Exercise aim: Pull out every line of the items below that contains the word "green", matching upper and lower case exactly.

***** Task inputs *****

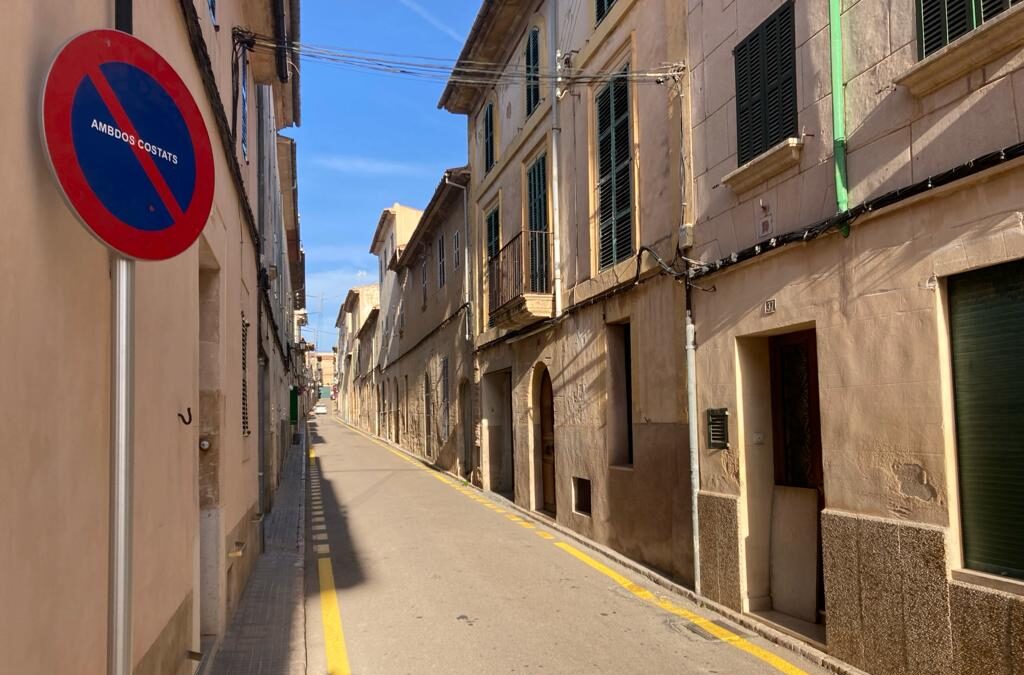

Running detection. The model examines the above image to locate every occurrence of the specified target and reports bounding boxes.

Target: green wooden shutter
[487,209,502,260]
[594,0,615,24]
[526,28,541,117]
[596,66,633,268]
[483,103,495,173]
[762,3,797,150]
[733,2,799,164]
[918,0,1021,58]
[733,31,764,164]
[526,155,551,293]
[948,262,1024,579]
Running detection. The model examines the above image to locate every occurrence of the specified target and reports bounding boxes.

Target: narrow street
[306,416,824,674]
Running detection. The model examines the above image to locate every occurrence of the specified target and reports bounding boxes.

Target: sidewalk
[208,432,306,675]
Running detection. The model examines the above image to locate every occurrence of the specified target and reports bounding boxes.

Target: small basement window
[708,408,729,450]
[572,476,590,515]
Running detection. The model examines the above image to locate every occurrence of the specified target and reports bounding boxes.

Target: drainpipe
[548,0,562,318]
[444,171,473,342]
[828,0,850,229]
[686,309,700,595]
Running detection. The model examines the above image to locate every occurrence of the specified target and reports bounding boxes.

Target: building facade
[370,203,423,439]
[335,284,380,424]
[0,0,302,675]
[440,0,693,582]
[329,0,1024,675]
[687,0,1024,674]
[382,168,478,476]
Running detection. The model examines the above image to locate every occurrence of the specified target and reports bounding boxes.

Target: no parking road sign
[43,30,214,260]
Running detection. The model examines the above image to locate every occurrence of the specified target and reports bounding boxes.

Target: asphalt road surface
[305,415,825,675]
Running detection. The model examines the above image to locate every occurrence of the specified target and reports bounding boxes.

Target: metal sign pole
[108,254,135,675]
[106,5,135,675]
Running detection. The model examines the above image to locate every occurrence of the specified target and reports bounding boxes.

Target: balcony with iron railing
[487,231,554,329]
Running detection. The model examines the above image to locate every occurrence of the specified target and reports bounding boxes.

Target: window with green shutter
[732,0,799,165]
[486,208,502,260]
[526,28,541,117]
[918,0,1021,58]
[594,0,615,24]
[595,65,633,269]
[483,103,495,173]
[526,155,551,293]
[947,261,1024,580]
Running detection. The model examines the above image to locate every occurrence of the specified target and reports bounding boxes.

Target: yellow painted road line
[555,542,807,675]
[316,558,352,675]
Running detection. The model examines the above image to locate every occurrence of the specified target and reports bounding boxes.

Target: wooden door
[770,330,824,623]
[541,370,556,515]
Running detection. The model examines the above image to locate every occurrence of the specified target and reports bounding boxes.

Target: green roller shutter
[949,261,1024,579]
[525,28,541,117]
[483,103,495,173]
[487,209,502,260]
[594,0,615,24]
[526,155,551,293]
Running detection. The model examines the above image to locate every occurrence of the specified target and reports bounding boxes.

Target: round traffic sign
[43,30,214,260]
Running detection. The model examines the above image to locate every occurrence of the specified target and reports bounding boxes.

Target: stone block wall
[697,492,742,611]
[821,510,1024,675]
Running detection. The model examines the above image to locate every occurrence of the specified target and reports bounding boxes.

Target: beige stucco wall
[689,0,1024,673]
[0,0,276,673]
[454,0,692,581]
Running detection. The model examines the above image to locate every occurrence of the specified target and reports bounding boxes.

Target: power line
[244,33,673,86]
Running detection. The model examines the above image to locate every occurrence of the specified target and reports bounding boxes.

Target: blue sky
[286,0,480,350]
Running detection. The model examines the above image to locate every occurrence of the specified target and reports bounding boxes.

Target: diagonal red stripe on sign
[89,68,182,222]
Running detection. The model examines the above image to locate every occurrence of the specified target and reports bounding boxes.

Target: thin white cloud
[398,0,466,44]
[312,155,433,176]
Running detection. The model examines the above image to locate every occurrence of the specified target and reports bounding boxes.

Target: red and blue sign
[43,30,214,260]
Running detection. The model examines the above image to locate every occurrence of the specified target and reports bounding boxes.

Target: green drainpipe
[828,0,850,237]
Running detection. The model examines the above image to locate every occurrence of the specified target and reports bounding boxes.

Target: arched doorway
[534,366,557,517]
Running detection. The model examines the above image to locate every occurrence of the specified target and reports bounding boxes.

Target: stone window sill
[722,138,804,195]
[951,569,1024,597]
[893,5,1024,98]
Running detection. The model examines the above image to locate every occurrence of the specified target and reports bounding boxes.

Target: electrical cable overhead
[240,32,671,87]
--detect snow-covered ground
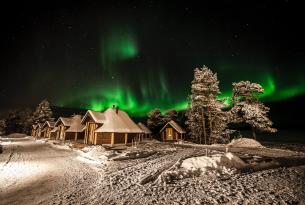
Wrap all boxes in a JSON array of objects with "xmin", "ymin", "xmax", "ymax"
[{"xmin": 0, "ymin": 137, "xmax": 305, "ymax": 204}]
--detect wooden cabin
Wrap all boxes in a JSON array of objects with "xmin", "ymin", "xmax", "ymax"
[
  {"xmin": 50, "ymin": 126, "xmax": 59, "ymax": 140},
  {"xmin": 160, "ymin": 120, "xmax": 186, "ymax": 142},
  {"xmin": 65, "ymin": 115, "xmax": 85, "ymax": 140},
  {"xmin": 81, "ymin": 110, "xmax": 105, "ymax": 144},
  {"xmin": 31, "ymin": 125, "xmax": 38, "ymax": 137},
  {"xmin": 82, "ymin": 108, "xmax": 143, "ymax": 146},
  {"xmin": 55, "ymin": 117, "xmax": 71, "ymax": 140},
  {"xmin": 41, "ymin": 121, "xmax": 55, "ymax": 139},
  {"xmin": 36, "ymin": 123, "xmax": 43, "ymax": 138},
  {"xmin": 138, "ymin": 122, "xmax": 152, "ymax": 140}
]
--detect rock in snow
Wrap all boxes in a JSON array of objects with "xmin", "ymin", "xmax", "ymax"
[
  {"xmin": 228, "ymin": 138, "xmax": 264, "ymax": 148},
  {"xmin": 181, "ymin": 152, "xmax": 245, "ymax": 174}
]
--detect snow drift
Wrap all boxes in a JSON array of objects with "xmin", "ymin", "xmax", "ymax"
[
  {"xmin": 228, "ymin": 138, "xmax": 264, "ymax": 148},
  {"xmin": 158, "ymin": 152, "xmax": 246, "ymax": 183},
  {"xmin": 81, "ymin": 145, "xmax": 116, "ymax": 163},
  {"xmin": 7, "ymin": 133, "xmax": 27, "ymax": 138},
  {"xmin": 181, "ymin": 152, "xmax": 245, "ymax": 174}
]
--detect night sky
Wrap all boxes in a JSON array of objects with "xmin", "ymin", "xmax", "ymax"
[{"xmin": 0, "ymin": 0, "xmax": 305, "ymax": 116}]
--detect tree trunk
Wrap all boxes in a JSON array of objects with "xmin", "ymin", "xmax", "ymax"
[
  {"xmin": 201, "ymin": 110, "xmax": 207, "ymax": 144},
  {"xmin": 251, "ymin": 126, "xmax": 256, "ymax": 140},
  {"xmin": 209, "ymin": 113, "xmax": 213, "ymax": 143}
]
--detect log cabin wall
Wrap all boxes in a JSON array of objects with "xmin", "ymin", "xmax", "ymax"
[
  {"xmin": 114, "ymin": 133, "xmax": 125, "ymax": 144},
  {"xmin": 95, "ymin": 132, "xmax": 112, "ymax": 145}
]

*****

Output for this task:
Target: green wooden shutter
Target: window with green shutter
Target: green roller shutter
Target: green drainpipe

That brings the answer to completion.